= Beginning of Section =

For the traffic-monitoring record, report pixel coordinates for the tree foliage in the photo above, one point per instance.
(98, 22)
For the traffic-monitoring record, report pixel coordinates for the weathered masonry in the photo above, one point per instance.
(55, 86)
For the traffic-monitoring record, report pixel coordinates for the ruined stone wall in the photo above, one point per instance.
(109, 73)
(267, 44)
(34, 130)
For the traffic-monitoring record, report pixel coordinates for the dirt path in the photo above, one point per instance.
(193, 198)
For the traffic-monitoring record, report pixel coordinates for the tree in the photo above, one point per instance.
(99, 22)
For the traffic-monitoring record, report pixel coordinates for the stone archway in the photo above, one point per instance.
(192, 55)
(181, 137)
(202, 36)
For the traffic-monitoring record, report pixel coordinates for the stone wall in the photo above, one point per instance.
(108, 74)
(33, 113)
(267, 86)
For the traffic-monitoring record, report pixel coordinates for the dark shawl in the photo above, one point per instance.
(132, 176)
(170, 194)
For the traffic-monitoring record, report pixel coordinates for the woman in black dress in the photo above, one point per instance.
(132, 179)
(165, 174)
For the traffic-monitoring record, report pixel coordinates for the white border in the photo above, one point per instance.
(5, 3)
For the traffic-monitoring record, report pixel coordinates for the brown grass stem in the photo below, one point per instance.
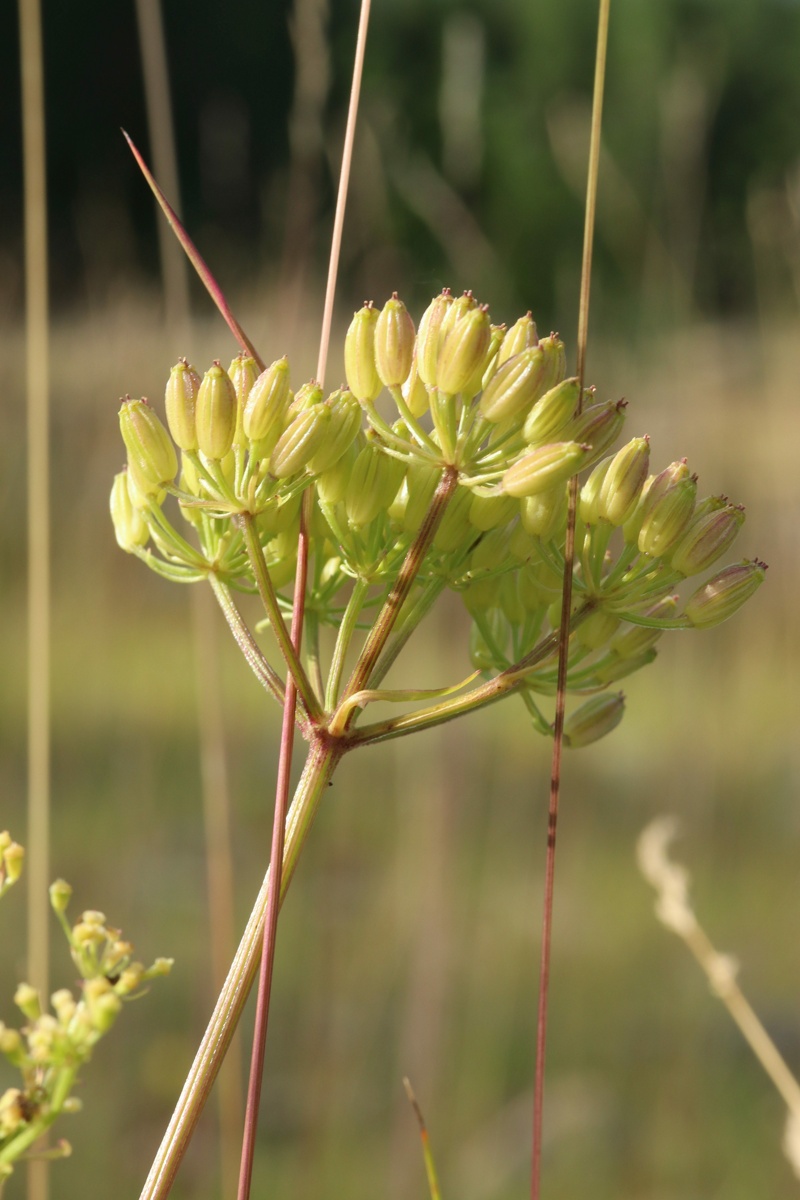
(196, 258)
(211, 743)
(403, 583)
(344, 180)
(38, 519)
(298, 682)
(320, 763)
(566, 607)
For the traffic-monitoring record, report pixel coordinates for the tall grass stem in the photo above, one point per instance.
(38, 516)
(566, 609)
(287, 733)
(211, 742)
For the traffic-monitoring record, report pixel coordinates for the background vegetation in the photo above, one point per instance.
(410, 937)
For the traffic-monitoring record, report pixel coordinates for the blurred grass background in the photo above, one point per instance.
(410, 939)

= End of Section =

Exercise -
Reproduce the whole listing above word for word, dropping each image.

Response -
For the traffic-monitoring record, report pixel coordinates for the tree foliage in the photo above, one point per instance.
(98, 22)
For the traffic-monitoring record, report pixel coordinates for the weathered masonry in the photo above, one point per instance.
(55, 86)
For the traffic-monitoring record, report pixel coordinates for the ruined stone wall in the photo above, one point per instance.
(109, 73)
(267, 44)
(34, 130)
For the traffic-monitoring record, report pixel coordinates for the dirt path in the photo above, one point per instance.
(193, 198)
For the traffic-monitoring record, report pixel coordinates for the tree in the photo above, one point per instance.
(99, 22)
For the traffic-monitoring record, report pixel coordinates for the stone archway in the photo above, one point per instance.
(192, 55)
(181, 137)
(202, 36)
For the traffic-monitoring record, report pixel coordinates for the stone wall in the photo above, one point per instance.
(108, 74)
(33, 113)
(267, 86)
For the traffic-monitoring record, report pixel coordinates for the dark shawl in the photo above, one point per instance.
(132, 176)
(170, 194)
For the traffic-monitoring record, report pixel coordinates for the woman in black dress in the photo above, one point per instance.
(132, 179)
(165, 174)
For the traffic-monitoring record, report pixel coordinates for the white border in the photo above, one point per instance.
(5, 3)
For the traffic-monitoring record, report pixel coordinates for the brown grass stem in the photo below, one point per instance.
(196, 258)
(211, 743)
(403, 583)
(344, 180)
(38, 519)
(298, 682)
(320, 763)
(566, 607)
For the traffic-monitoring record, report pixel coordinates for the tall grass stem in the photo above, one point per instance.
(38, 516)
(566, 609)
(287, 733)
(211, 742)
For the traffic-monitoring record, report pixel coordinates for the background vegetation in the photo above, one point per instance.
(410, 937)
For the traffic-monitoring record, report pixel coordinates for the blurred grass background in the photo above, one point per instance.
(410, 939)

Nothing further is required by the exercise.